[CHALLENGE]
Identify each line of the records below that contains the word "background", and copy every such line in full.

[DATA EXCERPTS]
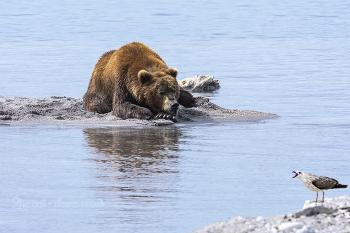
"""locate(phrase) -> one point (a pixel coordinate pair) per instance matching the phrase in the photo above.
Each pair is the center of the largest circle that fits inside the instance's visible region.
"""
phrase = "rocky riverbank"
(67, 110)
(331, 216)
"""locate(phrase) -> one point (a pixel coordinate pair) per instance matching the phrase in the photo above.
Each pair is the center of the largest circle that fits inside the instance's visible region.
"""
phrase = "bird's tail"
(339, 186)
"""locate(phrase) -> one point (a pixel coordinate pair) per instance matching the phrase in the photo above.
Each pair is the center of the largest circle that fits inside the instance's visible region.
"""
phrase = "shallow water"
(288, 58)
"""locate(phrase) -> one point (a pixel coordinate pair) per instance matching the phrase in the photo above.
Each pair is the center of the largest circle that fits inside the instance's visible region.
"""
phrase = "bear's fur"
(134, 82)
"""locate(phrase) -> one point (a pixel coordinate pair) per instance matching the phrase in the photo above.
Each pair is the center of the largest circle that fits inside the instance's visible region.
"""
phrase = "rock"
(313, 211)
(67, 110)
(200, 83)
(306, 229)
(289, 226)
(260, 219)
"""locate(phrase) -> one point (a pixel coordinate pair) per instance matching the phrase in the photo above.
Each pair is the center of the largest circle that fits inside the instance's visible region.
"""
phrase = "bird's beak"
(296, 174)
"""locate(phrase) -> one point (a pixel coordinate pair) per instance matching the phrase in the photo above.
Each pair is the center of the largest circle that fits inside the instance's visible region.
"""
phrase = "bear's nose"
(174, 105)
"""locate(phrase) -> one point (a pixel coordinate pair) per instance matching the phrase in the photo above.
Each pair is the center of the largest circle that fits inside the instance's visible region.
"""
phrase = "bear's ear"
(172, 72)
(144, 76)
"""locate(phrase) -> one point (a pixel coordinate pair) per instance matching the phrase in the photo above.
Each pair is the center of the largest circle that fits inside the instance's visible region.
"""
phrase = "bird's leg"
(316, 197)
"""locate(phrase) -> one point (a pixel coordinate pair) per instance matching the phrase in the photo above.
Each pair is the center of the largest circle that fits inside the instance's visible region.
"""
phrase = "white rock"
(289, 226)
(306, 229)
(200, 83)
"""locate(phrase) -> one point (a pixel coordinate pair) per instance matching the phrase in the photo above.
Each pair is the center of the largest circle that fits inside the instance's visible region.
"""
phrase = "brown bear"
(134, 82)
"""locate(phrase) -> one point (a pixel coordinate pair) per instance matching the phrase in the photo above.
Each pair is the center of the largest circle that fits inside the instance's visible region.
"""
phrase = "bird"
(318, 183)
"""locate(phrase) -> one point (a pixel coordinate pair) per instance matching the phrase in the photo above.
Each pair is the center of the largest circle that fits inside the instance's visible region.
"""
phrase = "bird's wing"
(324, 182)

...

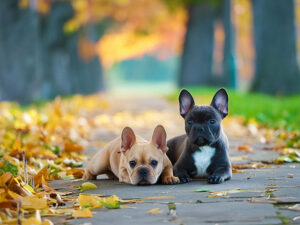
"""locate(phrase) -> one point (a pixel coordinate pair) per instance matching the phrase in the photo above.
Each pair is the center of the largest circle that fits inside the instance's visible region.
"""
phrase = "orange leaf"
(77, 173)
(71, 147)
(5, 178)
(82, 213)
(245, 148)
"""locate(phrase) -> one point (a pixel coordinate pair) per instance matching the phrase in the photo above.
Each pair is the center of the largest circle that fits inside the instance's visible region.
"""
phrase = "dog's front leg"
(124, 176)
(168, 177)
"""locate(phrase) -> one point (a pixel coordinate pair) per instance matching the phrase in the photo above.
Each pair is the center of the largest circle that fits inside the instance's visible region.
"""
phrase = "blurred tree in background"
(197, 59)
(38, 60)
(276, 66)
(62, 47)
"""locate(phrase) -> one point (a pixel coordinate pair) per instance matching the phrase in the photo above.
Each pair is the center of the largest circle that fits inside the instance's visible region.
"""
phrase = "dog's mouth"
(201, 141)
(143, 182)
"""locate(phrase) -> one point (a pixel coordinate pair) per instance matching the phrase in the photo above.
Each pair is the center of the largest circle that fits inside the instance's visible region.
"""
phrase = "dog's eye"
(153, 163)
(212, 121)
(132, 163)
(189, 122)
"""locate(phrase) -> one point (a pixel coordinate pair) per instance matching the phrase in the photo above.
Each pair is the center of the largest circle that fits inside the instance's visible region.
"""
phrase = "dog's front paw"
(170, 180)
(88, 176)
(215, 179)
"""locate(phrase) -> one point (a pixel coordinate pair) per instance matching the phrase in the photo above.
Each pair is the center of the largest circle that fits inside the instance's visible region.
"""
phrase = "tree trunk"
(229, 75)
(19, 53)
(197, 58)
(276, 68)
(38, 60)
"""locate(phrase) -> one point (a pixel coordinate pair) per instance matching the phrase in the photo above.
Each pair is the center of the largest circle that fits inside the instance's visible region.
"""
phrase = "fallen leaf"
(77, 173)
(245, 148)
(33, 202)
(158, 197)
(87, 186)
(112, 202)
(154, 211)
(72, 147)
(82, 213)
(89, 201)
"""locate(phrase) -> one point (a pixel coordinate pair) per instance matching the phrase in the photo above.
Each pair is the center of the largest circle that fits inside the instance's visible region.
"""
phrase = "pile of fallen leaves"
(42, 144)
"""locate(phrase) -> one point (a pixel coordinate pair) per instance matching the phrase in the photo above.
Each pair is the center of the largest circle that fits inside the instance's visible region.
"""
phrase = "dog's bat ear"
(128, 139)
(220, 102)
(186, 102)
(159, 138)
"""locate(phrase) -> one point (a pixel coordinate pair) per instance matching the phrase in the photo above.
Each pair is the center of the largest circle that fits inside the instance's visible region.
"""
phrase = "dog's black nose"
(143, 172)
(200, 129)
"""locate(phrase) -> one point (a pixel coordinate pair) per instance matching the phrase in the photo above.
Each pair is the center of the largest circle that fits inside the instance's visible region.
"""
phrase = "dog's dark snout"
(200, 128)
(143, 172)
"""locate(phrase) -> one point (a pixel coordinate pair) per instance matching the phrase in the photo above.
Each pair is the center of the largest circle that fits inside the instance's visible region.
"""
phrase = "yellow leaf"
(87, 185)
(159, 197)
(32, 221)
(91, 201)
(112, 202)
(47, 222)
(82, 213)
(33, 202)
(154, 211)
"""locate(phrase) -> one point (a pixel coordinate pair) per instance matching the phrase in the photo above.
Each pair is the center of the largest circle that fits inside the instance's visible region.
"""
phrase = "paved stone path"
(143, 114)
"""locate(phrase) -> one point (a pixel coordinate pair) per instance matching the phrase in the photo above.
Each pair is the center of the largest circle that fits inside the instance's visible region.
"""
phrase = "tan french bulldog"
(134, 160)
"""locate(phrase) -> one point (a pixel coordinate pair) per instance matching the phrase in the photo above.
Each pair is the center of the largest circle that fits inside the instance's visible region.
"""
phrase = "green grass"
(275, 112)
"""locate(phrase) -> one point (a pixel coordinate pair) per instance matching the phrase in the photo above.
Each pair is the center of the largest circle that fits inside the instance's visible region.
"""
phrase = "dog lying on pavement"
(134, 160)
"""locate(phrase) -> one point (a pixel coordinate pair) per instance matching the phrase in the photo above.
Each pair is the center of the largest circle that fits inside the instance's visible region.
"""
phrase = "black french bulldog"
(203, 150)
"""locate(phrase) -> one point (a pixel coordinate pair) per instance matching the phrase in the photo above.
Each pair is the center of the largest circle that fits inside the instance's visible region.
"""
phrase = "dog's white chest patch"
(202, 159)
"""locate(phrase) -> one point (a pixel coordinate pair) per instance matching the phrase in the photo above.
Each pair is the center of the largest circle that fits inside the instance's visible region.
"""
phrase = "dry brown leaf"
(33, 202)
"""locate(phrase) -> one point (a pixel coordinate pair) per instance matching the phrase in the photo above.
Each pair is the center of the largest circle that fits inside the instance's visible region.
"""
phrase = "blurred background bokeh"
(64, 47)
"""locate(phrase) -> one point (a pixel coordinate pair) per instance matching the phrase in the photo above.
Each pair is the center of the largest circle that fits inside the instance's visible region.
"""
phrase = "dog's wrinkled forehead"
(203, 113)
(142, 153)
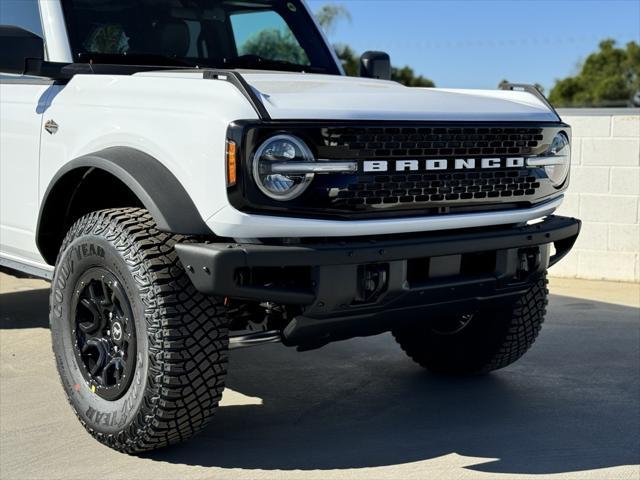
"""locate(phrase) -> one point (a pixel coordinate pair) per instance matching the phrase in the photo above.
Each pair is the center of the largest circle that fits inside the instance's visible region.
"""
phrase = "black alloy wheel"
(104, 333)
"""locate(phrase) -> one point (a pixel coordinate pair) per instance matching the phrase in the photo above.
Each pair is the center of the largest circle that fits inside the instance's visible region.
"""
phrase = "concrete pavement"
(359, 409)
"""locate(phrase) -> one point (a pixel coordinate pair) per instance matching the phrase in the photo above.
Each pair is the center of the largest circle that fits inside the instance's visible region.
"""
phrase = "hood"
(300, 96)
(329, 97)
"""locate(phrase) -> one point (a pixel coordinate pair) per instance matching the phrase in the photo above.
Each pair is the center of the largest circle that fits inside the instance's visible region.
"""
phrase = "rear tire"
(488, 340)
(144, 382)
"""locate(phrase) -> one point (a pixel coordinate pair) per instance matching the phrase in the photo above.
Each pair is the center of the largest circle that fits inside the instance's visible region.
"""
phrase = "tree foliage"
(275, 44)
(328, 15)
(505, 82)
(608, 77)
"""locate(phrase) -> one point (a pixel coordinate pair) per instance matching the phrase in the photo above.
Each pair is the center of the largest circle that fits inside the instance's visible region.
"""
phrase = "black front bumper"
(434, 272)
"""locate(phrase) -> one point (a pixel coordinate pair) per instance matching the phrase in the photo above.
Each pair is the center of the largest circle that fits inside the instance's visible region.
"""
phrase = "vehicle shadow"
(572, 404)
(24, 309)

[SOLVED PROBLEM]
phrase = "blurred tree in background"
phrase = "blurred background bokeh"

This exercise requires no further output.